To do:
Repeat exactly, and only, the lines of the entries below from the one with "For every <instance>" through the one with "box: [33, 55, 65, 68]", both ends included.

--- Source material Enclosed Below ---

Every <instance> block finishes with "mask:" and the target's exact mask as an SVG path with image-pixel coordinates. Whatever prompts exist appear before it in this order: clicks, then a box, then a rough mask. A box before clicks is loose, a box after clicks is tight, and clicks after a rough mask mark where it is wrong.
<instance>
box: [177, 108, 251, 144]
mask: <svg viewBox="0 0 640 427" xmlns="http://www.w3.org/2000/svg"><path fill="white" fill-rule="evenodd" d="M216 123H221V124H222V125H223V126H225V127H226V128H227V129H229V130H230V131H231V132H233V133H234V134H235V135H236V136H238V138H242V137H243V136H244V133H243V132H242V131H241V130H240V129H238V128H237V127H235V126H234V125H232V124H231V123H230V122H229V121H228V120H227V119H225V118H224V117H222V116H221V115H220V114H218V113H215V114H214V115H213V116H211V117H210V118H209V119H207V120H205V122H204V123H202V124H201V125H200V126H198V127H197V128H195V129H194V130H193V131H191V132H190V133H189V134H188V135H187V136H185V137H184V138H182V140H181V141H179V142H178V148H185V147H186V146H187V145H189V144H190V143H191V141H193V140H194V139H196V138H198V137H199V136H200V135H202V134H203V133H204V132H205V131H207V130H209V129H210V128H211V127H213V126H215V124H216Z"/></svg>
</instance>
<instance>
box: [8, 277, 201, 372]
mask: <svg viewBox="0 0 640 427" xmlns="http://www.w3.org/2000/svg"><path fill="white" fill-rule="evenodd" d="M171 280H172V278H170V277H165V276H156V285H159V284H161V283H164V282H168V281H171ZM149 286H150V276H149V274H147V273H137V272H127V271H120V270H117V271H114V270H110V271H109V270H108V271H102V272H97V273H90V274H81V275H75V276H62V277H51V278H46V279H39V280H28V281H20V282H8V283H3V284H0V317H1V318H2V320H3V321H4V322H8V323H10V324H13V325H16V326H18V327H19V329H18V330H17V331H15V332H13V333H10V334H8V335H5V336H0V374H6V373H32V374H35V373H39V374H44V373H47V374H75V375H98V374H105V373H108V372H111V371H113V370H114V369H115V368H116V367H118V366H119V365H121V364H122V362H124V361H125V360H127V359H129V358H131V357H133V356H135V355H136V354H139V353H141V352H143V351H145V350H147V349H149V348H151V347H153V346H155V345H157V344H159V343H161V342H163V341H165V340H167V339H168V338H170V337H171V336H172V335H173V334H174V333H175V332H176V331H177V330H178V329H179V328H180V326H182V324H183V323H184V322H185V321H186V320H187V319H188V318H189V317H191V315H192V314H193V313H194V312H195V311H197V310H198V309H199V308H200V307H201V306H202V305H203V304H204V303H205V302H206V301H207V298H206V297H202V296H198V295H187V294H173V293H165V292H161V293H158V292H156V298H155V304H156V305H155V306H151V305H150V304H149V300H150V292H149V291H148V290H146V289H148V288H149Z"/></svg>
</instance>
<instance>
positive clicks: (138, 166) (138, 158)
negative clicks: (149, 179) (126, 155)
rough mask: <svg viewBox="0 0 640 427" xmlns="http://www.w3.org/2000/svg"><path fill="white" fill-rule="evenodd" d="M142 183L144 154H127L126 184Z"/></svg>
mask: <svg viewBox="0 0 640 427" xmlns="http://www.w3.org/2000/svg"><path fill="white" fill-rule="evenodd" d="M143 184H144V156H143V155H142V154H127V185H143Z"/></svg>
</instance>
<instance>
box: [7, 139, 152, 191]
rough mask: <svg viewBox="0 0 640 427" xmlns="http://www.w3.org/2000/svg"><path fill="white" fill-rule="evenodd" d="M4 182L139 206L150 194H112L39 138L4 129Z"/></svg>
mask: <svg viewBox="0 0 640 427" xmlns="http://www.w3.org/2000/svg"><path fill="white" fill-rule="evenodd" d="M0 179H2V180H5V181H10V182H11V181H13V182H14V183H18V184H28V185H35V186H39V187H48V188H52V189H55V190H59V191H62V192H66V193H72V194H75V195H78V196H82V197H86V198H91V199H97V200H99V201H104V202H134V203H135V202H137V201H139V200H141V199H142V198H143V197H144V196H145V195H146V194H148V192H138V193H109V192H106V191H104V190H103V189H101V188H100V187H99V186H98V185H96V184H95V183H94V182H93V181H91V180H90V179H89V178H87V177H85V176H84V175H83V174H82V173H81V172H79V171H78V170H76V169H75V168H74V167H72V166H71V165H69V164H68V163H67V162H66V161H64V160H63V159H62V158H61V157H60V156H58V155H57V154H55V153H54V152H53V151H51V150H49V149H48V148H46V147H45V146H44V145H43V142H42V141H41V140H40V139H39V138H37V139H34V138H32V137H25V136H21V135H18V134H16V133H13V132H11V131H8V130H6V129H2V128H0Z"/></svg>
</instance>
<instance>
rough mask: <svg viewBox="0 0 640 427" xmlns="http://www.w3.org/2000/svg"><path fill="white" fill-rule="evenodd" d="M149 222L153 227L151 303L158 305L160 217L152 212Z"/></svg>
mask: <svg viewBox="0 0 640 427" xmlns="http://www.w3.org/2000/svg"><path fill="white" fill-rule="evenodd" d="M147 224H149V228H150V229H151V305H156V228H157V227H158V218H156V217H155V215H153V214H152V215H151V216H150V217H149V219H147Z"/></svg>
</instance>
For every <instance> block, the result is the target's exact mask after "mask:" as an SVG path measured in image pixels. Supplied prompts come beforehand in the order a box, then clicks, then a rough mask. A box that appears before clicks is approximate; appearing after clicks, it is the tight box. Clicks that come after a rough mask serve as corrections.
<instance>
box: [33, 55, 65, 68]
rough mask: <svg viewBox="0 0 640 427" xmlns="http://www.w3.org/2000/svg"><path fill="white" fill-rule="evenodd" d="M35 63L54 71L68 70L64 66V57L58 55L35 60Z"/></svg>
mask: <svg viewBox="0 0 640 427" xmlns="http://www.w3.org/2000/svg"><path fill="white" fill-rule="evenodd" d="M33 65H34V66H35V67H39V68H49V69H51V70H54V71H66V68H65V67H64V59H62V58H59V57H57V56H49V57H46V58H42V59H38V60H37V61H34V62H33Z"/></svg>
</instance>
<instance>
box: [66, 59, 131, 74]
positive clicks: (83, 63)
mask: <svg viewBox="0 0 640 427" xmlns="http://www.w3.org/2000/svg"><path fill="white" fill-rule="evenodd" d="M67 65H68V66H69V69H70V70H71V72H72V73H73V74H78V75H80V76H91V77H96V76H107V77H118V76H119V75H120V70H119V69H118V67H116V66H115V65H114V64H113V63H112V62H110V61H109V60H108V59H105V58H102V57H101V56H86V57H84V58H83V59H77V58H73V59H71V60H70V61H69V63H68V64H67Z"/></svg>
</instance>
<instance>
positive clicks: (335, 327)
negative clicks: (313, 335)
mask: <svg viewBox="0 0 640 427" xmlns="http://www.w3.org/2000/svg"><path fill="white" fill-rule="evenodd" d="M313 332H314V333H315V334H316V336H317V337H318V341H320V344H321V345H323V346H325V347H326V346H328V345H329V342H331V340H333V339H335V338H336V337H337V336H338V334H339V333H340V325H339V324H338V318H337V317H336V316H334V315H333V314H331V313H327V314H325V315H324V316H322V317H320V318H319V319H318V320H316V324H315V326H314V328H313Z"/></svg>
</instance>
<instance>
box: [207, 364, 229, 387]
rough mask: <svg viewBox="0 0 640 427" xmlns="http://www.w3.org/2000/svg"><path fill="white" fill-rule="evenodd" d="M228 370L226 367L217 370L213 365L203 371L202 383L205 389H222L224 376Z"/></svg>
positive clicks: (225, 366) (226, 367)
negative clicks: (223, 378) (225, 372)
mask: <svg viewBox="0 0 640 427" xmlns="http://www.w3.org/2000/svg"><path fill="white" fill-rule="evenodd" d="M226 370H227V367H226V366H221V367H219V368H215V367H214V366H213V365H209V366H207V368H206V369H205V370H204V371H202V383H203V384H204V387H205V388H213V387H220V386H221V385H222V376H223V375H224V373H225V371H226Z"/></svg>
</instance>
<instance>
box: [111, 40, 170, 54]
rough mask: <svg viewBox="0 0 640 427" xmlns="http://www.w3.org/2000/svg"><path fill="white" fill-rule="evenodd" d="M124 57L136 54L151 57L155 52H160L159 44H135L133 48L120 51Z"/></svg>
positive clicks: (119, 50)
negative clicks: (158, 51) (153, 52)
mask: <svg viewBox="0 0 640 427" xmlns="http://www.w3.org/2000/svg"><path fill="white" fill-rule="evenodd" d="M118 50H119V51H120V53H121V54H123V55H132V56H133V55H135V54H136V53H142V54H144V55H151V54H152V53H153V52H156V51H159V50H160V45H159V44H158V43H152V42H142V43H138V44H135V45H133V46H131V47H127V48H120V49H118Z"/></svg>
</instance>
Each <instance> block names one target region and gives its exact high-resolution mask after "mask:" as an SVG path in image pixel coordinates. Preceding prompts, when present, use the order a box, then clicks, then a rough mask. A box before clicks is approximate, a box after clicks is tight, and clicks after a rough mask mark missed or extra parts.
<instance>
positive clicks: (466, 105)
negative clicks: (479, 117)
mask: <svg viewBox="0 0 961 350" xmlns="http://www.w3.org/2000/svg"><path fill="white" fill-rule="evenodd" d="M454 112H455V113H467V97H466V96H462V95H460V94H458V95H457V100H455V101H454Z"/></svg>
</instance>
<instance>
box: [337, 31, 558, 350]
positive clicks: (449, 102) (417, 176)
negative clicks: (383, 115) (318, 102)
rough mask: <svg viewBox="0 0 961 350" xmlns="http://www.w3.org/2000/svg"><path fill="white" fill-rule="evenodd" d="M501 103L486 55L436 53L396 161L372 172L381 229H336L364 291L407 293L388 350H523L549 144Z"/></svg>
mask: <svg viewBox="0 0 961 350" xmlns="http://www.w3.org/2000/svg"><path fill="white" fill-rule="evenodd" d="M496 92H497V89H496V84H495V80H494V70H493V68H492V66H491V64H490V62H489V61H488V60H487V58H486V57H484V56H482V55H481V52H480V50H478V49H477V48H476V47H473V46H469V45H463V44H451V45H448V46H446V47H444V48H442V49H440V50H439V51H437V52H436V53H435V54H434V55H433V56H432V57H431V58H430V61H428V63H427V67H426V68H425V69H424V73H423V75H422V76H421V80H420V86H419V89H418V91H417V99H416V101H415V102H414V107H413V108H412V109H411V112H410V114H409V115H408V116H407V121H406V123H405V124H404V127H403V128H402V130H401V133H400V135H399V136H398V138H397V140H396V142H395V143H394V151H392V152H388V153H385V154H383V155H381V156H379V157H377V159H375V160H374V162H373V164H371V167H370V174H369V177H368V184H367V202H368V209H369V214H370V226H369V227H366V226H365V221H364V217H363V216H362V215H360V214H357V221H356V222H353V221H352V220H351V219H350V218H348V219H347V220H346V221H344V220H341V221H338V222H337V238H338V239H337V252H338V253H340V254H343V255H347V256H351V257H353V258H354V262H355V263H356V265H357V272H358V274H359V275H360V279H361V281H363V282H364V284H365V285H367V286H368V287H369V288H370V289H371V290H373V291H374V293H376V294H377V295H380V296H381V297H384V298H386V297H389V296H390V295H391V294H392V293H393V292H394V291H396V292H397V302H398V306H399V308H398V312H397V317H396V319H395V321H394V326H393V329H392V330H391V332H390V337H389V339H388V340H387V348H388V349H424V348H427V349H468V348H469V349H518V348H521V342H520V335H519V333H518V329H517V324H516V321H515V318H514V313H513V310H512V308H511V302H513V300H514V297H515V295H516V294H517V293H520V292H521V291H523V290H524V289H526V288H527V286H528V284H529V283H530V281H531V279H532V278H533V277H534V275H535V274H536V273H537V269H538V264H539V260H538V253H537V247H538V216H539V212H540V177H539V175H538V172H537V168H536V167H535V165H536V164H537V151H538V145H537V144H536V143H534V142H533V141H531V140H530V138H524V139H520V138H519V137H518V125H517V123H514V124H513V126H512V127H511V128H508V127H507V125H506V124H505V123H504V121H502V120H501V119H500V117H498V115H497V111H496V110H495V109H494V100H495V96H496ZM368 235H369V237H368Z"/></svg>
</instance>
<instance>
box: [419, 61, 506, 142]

--- End of Enclosed Source material ---

Answer below:
For every <instance> block, the result is the target's exact mask after "mask:" as an SVG path measured in image pixels. Supplied prompts come beforehand in the order a box, then clicks, then a rough mask. A box that appears before clicks is approximate; appearing after clicks, it is the tight box. Clicks that come after a rough mask serve as corrections.
<instance>
box: [33, 55, 65, 68]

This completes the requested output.